Instructions for the task:
Reproduce the lines of the records below, beginning at the line that contains "Task: identify the canyon in" and continuing through the end of the records, with the requests included and every coordinate in the answers multiplied by 1.2 and rounded to the nearest whole number, halves rounded up. Omit the pictures from your answer.

A run of records:

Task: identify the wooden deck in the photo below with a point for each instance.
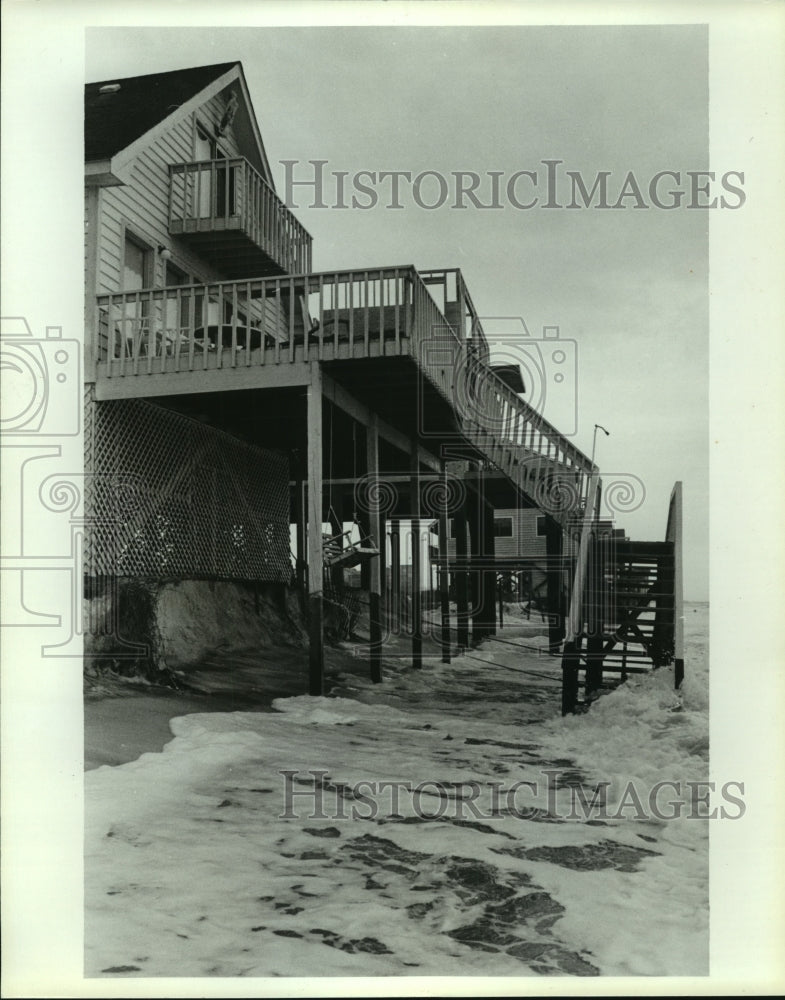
(234, 219)
(378, 330)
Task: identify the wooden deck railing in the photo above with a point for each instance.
(229, 194)
(328, 317)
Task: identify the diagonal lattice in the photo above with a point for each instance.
(172, 497)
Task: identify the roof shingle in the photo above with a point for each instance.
(115, 120)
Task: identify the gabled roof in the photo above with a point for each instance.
(114, 120)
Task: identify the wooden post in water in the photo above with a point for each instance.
(674, 534)
(416, 559)
(394, 599)
(475, 521)
(574, 629)
(315, 557)
(444, 574)
(594, 638)
(299, 516)
(375, 527)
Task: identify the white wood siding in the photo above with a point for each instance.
(142, 208)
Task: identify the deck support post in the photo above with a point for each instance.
(553, 551)
(394, 598)
(375, 564)
(489, 573)
(476, 574)
(315, 556)
(570, 665)
(595, 600)
(416, 558)
(444, 573)
(299, 518)
(461, 576)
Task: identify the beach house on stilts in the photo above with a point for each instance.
(232, 392)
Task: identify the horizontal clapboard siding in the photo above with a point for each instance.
(142, 208)
(524, 540)
(143, 205)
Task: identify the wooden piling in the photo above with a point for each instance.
(461, 577)
(444, 576)
(416, 559)
(375, 528)
(315, 558)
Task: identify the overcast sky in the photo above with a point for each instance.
(629, 287)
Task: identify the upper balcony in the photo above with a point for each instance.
(234, 219)
(408, 345)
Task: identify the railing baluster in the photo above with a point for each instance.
(350, 294)
(321, 317)
(278, 318)
(233, 361)
(249, 327)
(366, 331)
(336, 313)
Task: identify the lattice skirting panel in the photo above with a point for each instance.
(169, 497)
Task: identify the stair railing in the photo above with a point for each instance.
(574, 624)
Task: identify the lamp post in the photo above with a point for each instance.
(597, 427)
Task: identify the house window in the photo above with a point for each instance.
(176, 316)
(502, 527)
(137, 264)
(133, 323)
(223, 200)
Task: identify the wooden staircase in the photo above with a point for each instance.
(628, 614)
(630, 606)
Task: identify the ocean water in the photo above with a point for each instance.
(270, 845)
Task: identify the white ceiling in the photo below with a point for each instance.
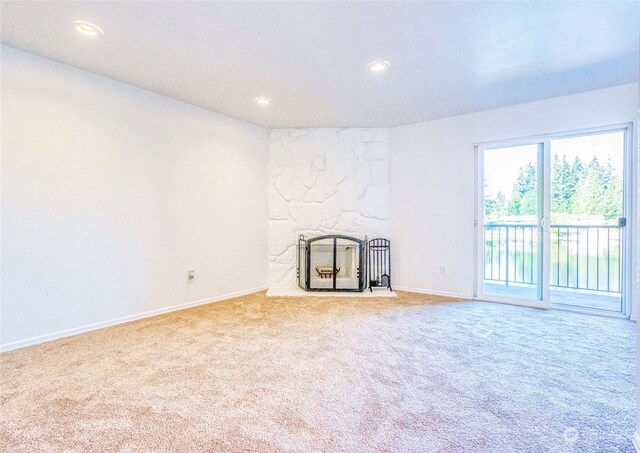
(447, 58)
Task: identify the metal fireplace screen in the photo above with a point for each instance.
(331, 263)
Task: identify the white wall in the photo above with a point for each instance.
(324, 181)
(432, 179)
(110, 194)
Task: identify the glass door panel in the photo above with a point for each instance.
(586, 232)
(511, 245)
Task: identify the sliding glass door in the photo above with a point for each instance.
(587, 221)
(511, 212)
(552, 221)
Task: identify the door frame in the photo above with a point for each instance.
(629, 278)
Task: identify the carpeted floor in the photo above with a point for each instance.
(416, 373)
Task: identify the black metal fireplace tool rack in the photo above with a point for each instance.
(379, 263)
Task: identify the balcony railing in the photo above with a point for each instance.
(586, 257)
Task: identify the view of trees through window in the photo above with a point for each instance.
(590, 190)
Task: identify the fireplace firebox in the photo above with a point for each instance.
(331, 263)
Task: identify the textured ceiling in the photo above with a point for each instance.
(447, 58)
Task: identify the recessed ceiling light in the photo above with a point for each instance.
(379, 65)
(87, 29)
(261, 100)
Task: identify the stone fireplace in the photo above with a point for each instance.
(324, 182)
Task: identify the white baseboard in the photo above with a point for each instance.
(433, 292)
(100, 325)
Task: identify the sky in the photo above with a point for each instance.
(501, 165)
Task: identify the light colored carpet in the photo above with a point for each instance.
(416, 373)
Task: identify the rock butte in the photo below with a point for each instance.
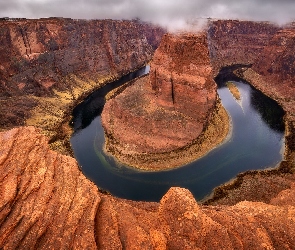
(159, 115)
(46, 202)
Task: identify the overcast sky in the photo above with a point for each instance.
(172, 13)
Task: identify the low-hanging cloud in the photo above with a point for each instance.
(172, 14)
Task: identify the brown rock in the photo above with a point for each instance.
(236, 42)
(46, 202)
(169, 110)
(49, 65)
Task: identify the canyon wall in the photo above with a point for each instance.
(48, 65)
(169, 110)
(46, 202)
(234, 42)
(274, 74)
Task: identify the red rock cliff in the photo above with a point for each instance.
(46, 202)
(234, 42)
(48, 65)
(37, 56)
(167, 111)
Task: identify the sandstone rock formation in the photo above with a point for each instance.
(48, 65)
(272, 73)
(237, 43)
(169, 110)
(47, 203)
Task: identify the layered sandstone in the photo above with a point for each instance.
(168, 111)
(48, 65)
(272, 72)
(235, 42)
(47, 203)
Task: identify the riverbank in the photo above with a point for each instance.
(217, 131)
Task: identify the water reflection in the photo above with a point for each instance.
(254, 136)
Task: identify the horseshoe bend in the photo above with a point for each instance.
(48, 66)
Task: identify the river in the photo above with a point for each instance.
(256, 142)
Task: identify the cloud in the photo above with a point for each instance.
(170, 13)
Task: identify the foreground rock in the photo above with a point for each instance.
(46, 203)
(49, 65)
(169, 110)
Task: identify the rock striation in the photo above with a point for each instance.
(47, 203)
(168, 110)
(235, 43)
(48, 65)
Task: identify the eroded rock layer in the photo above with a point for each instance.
(235, 42)
(168, 110)
(48, 65)
(46, 202)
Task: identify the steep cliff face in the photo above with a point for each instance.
(167, 111)
(48, 65)
(38, 53)
(274, 74)
(46, 202)
(233, 42)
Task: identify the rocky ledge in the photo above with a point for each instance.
(46, 202)
(49, 65)
(163, 120)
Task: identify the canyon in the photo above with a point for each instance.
(46, 199)
(169, 110)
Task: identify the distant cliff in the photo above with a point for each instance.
(234, 42)
(168, 111)
(48, 65)
(46, 202)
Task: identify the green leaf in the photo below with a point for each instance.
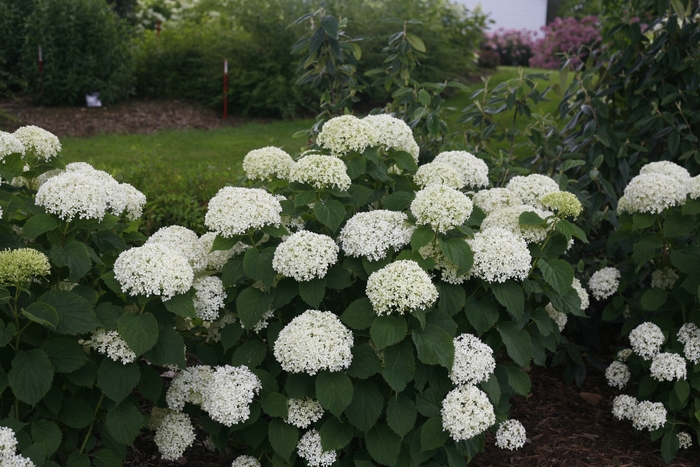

Expected answer:
Task: identify the canyon in the photo above with a point for each instance.
(55, 239)
(203, 132)
Task: identify the distant cliff in the photo above with a point for each instance.
(281, 50)
(202, 133)
(58, 78)
(55, 242)
Task: identify the green leaf in the photo below with a point for each instance.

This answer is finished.